Two investors speaking at a forum on green jobs Wednesday said that a wholesale change in approach will be required for tiny Connecticut to attract some of the billions of investors’ dollars available for clean energy projects.
Kevin Walsh, managing director of renewable energy for the Stamford-based GE Energy Financial Services, and Old Lyme-based Liddy Karter, executive director of the Connecticut Venture Group, both said that successful projects must be large enough to make money for decades. Walsh said that right now most of the venture capital available through firms based in Connecticut is being invested out of state. Those projects are huge, relative to anything proposed here so far.
Karter suggested that cities, towns, and the state government could pool orders on efficient items like fuel cells, something Connecticut companies like United Technologies and FuelCell Energy in Danbury already make, to create large projects out of several small ones.

Data records
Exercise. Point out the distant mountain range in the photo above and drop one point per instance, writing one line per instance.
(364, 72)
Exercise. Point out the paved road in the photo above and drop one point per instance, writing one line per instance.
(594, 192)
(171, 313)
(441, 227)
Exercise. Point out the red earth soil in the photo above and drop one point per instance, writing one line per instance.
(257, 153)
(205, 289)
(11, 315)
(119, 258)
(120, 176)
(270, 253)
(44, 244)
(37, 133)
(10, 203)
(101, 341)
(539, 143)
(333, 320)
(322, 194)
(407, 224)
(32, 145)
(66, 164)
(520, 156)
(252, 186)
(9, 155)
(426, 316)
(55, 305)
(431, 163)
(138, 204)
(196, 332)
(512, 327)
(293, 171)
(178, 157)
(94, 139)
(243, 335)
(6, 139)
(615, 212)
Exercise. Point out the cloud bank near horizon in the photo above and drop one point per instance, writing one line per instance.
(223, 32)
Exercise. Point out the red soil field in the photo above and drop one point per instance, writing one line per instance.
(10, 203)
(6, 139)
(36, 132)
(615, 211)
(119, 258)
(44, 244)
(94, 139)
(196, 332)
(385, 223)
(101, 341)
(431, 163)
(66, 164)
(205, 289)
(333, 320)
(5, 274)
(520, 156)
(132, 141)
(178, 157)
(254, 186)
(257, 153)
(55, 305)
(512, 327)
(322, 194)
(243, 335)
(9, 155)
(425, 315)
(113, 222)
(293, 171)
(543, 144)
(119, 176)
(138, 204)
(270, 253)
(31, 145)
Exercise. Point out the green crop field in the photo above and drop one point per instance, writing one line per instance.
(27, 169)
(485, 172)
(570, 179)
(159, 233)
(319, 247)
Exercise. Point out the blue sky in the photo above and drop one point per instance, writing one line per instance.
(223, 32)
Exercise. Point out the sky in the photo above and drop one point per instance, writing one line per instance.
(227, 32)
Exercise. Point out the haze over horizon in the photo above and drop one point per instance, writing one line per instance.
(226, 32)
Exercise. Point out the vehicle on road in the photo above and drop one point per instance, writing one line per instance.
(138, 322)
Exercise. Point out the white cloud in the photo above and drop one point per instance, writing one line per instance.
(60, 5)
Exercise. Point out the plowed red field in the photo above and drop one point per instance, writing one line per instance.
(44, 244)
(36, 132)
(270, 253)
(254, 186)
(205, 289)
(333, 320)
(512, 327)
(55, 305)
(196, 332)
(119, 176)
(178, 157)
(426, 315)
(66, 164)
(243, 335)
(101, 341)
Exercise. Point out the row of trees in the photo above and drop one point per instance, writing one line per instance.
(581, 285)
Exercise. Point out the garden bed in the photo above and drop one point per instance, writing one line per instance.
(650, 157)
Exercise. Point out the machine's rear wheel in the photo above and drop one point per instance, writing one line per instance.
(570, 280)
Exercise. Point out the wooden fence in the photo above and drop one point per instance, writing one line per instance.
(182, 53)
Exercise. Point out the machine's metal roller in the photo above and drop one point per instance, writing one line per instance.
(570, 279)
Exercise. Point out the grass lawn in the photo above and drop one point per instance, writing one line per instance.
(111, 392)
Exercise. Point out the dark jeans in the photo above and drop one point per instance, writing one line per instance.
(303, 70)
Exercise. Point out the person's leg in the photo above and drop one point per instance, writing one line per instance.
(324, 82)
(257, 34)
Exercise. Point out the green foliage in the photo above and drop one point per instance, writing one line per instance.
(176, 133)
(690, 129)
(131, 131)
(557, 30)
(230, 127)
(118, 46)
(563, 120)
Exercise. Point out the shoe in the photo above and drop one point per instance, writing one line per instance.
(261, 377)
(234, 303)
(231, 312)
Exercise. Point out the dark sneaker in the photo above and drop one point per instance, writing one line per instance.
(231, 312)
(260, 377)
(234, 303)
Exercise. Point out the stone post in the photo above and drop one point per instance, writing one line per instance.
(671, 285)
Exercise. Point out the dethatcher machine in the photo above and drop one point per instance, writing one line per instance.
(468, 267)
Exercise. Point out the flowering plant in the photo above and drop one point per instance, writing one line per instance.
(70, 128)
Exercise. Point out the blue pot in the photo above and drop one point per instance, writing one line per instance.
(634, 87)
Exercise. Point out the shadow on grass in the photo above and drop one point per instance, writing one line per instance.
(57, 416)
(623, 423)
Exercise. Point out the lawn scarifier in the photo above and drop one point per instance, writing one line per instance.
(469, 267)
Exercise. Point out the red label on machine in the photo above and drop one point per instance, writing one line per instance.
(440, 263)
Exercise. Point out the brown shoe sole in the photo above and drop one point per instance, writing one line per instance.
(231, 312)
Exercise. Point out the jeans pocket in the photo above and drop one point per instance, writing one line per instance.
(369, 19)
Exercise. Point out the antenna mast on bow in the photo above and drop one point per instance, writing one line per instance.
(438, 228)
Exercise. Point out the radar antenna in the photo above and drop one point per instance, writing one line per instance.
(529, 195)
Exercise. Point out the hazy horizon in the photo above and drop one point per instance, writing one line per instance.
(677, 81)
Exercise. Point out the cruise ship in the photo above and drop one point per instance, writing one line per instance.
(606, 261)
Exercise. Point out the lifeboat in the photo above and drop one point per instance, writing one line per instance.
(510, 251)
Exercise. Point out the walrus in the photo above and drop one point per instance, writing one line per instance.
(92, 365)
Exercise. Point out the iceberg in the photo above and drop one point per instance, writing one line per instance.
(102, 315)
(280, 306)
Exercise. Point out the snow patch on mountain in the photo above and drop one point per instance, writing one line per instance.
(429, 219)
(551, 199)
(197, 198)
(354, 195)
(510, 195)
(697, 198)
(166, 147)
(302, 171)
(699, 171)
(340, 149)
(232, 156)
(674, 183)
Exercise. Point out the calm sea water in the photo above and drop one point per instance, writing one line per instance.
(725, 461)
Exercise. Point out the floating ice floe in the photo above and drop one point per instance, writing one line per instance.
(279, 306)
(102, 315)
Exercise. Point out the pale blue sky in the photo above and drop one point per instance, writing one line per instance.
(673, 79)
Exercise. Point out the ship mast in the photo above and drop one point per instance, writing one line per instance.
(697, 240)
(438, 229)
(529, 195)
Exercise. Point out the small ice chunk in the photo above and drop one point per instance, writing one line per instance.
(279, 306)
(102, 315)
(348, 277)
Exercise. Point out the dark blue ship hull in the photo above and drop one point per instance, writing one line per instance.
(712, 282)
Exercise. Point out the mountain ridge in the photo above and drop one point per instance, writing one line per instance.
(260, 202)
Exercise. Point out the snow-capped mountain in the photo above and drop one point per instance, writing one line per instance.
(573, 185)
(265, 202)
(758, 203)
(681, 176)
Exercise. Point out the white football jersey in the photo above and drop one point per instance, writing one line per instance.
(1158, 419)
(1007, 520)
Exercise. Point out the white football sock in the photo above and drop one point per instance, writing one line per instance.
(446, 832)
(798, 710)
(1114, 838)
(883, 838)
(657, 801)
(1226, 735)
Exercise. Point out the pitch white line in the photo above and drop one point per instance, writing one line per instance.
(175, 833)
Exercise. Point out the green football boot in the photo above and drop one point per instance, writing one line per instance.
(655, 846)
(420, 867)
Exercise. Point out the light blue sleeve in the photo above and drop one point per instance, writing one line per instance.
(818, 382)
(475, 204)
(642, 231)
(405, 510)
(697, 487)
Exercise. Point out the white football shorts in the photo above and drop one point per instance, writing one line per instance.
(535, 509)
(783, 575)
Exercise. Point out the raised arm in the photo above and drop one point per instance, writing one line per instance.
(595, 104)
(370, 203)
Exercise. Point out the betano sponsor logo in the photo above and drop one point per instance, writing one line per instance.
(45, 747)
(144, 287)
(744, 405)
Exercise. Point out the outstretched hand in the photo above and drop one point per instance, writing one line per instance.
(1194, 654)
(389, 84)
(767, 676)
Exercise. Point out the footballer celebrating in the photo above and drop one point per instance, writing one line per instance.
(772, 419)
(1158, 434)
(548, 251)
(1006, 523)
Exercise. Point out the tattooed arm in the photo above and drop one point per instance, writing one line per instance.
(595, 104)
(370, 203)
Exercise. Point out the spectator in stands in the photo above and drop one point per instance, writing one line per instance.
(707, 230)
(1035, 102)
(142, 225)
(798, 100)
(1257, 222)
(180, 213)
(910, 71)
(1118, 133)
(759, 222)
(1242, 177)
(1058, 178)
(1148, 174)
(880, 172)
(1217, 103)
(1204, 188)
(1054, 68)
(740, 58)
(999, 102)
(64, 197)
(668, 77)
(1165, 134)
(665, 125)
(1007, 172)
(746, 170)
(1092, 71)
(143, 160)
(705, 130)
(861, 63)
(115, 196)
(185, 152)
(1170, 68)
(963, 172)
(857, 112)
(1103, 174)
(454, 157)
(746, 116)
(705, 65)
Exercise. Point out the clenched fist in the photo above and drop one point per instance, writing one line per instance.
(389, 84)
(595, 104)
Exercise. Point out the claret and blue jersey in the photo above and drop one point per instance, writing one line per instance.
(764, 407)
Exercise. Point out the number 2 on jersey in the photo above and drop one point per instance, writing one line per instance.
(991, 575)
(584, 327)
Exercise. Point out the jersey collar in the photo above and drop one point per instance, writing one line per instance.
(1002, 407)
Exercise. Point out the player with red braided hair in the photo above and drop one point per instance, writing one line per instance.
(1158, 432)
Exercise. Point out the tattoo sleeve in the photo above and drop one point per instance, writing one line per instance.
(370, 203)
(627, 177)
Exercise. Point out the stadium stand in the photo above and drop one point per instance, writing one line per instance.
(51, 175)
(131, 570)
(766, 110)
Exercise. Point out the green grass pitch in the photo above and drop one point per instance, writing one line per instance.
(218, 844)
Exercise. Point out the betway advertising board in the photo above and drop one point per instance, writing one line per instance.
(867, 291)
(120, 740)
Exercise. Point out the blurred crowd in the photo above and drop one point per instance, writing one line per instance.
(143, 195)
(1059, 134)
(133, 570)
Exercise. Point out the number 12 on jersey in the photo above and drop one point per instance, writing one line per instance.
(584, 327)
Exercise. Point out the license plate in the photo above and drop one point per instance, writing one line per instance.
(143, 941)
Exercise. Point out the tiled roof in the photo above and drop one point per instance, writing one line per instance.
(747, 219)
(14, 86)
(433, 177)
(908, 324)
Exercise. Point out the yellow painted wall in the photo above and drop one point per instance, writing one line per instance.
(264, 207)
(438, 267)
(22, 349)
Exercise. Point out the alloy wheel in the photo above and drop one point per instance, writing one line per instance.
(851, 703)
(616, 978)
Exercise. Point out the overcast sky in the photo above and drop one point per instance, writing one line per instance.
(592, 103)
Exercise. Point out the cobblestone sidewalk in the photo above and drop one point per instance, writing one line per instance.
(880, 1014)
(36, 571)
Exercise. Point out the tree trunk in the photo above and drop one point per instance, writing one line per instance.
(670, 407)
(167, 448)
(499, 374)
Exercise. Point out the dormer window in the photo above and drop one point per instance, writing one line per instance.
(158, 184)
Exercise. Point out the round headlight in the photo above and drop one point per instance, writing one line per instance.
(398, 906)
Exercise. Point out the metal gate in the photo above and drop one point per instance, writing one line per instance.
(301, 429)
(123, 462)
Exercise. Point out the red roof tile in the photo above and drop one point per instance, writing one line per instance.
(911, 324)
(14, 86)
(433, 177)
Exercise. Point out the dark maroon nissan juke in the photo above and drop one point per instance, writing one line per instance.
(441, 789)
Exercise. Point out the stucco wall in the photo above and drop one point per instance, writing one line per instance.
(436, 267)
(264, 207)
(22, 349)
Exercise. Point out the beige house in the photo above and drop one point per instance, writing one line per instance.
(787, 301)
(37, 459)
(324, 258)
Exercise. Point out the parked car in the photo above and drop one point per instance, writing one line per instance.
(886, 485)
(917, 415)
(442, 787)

EXERCISE REQUIREMENTS:
Answer these questions about the green jobs forum article:
(a) In which town is GE Energy Financial Services based?
(b) According to Walsh, where is most of the venture capital available through Connecticut-based firms currently being invested?
(c) Which two Connecticut companies does Karter mention as already making fuel cells?

EXPECTED ANSWER:
(a) Stamford
(b) Out of state
(c) United Technologies and FuelCell Energy